Supplied entries:
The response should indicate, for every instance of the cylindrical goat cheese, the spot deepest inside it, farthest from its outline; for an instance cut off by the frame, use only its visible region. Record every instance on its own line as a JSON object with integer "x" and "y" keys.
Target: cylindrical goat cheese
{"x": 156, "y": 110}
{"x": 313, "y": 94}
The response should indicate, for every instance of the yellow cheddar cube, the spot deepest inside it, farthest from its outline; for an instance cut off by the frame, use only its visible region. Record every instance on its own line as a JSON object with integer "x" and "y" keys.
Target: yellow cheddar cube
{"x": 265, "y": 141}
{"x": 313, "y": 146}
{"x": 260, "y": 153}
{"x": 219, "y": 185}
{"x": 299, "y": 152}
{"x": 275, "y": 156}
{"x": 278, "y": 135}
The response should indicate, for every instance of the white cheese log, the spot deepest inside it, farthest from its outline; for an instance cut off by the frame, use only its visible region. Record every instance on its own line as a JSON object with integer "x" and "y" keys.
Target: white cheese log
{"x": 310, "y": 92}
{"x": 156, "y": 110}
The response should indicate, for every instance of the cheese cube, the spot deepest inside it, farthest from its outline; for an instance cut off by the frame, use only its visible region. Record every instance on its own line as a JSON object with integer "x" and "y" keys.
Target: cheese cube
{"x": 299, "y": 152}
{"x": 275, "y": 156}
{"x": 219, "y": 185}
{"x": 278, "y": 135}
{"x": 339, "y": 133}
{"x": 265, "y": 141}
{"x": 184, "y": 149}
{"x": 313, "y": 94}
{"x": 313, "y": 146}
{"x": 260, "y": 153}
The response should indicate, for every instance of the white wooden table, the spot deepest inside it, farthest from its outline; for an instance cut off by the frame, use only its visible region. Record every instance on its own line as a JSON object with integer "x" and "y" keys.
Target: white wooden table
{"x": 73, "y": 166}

About this task: Would you please repeat, exactly as written, the lines from the one containing "Target: cheese cube" through the end of the listing above, including both, and only those?

Problem solution:
Target: cheese cube
{"x": 299, "y": 152}
{"x": 275, "y": 156}
{"x": 219, "y": 185}
{"x": 278, "y": 135}
{"x": 339, "y": 133}
{"x": 265, "y": 141}
{"x": 184, "y": 149}
{"x": 313, "y": 94}
{"x": 313, "y": 146}
{"x": 260, "y": 153}
The response should indicate, for every instance of the white wooden table, the spot deepest inside it, farthest from its outline; for an instance cut off by the frame, use only its visible region. Record every instance on its own line as a JSON object with integer "x" and "y" keys.
Target: white wooden table
{"x": 73, "y": 166}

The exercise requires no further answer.